--- Problem to solve ---
Scale the lines starting at the line that contains "Tag each instance of the earring" and ending at the line that contains "x=225, y=145", and reproduce only those lines. Copy each one in full, multiplying every x and y coordinate value by 1.6 and rounding to the nearest whole number, with halves rounded up.

--- Exercise input ---
-=-=-=-=-

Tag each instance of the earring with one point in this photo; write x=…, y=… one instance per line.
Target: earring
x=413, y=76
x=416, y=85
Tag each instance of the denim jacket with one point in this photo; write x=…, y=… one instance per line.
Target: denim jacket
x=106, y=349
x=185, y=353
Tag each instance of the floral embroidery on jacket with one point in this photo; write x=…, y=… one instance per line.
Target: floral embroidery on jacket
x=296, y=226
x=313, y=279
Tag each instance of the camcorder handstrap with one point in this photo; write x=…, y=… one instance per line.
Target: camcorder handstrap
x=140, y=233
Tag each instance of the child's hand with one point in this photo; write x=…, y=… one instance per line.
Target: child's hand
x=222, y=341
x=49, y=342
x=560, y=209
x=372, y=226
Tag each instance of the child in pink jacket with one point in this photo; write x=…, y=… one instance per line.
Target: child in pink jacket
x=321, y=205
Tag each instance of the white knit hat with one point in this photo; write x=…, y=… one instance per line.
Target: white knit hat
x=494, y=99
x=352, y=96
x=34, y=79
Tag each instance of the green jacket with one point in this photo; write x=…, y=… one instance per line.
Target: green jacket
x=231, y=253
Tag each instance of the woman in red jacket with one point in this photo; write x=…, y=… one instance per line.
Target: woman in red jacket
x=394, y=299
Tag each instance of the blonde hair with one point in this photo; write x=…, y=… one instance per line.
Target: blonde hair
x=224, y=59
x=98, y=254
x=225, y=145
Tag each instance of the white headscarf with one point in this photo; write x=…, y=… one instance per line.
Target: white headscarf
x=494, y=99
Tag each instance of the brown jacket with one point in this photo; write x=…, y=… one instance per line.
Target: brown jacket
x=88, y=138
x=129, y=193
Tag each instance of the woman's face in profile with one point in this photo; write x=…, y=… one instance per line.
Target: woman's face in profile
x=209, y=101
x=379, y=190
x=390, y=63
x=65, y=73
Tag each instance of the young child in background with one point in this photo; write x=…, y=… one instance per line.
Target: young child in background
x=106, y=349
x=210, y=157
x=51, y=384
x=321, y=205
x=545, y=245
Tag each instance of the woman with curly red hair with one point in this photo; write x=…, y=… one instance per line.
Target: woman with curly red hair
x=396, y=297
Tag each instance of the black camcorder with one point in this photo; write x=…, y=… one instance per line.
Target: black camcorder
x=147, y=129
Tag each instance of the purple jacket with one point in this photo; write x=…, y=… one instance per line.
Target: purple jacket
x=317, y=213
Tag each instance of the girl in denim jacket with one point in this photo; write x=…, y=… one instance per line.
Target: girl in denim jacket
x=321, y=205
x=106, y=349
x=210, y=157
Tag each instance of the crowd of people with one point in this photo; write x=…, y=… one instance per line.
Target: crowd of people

-=-=-=-=-

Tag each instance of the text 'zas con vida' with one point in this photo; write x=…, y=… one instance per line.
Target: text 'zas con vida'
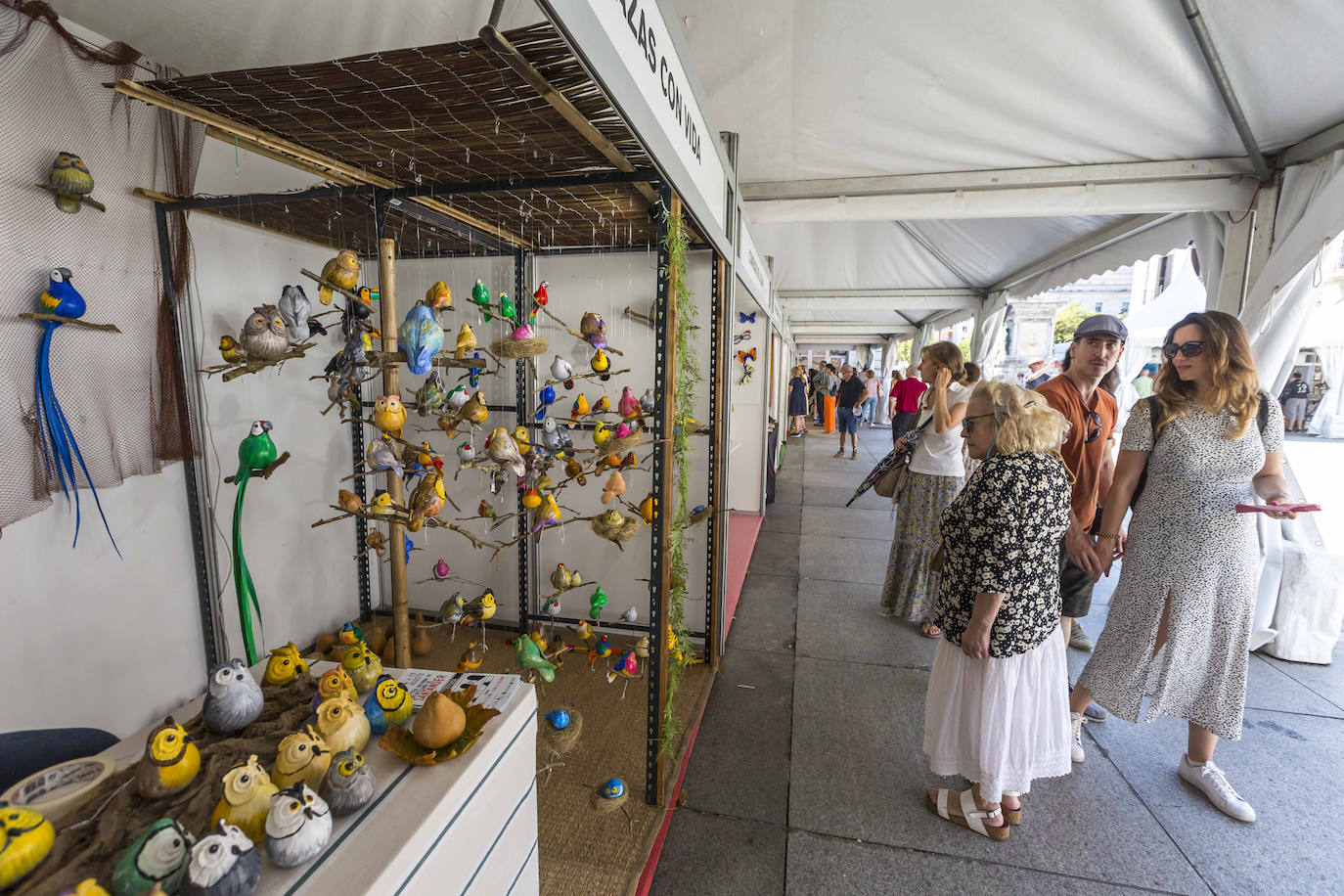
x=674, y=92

-=-=-=-=-

--- Correct response ---
Tag each instance of the earring with one point in this photo; write x=…, y=… one instance per line.
Target: earring
x=661, y=122
x=666, y=136
Tag each instance of the denim jacket with one point in this photo; write x=…, y=… one instance per line.
Target: denim jacket
x=170, y=558
x=296, y=565
Tag each instance of the floral embroidery on jacket with one point in this photo; write x=…, y=… one instance per line.
Target: floral embroidery on jacket
x=474, y=362
x=501, y=446
Tag each instance of the camcorder handstrap with one point in this photo; write x=…, y=… one instance per line.
Target: camcorder handstrap
x=224, y=373
Tag each instance of the child's hand with one point in this photo; write x=…, y=… one instance per line.
Target: child's hand
x=355, y=546
x=78, y=547
x=896, y=334
x=595, y=362
Tag each instance of the child in pink jacket with one point in this photo; write x=…, y=… one instance per line.
Target: child in pink jacket
x=514, y=328
Tag each instance of the white knit hat with one point in this photo; write x=…, y=… one instance per line.
Target: white knit hat
x=790, y=158
x=563, y=154
x=54, y=126
Tag each instance of the green jacket with one point in this photo; write x=…, y=… one instance per line.
Target: green jacket
x=370, y=405
Tag each instance of the woman in red jacket with one point in this photo; write x=…, y=… one instance per line.
Target: woman in red jacket
x=630, y=478
Tag each instance of the blonde hair with one point in this photo; write x=…, y=… one instance per line.
Target: blonde hair
x=358, y=94
x=157, y=406
x=360, y=232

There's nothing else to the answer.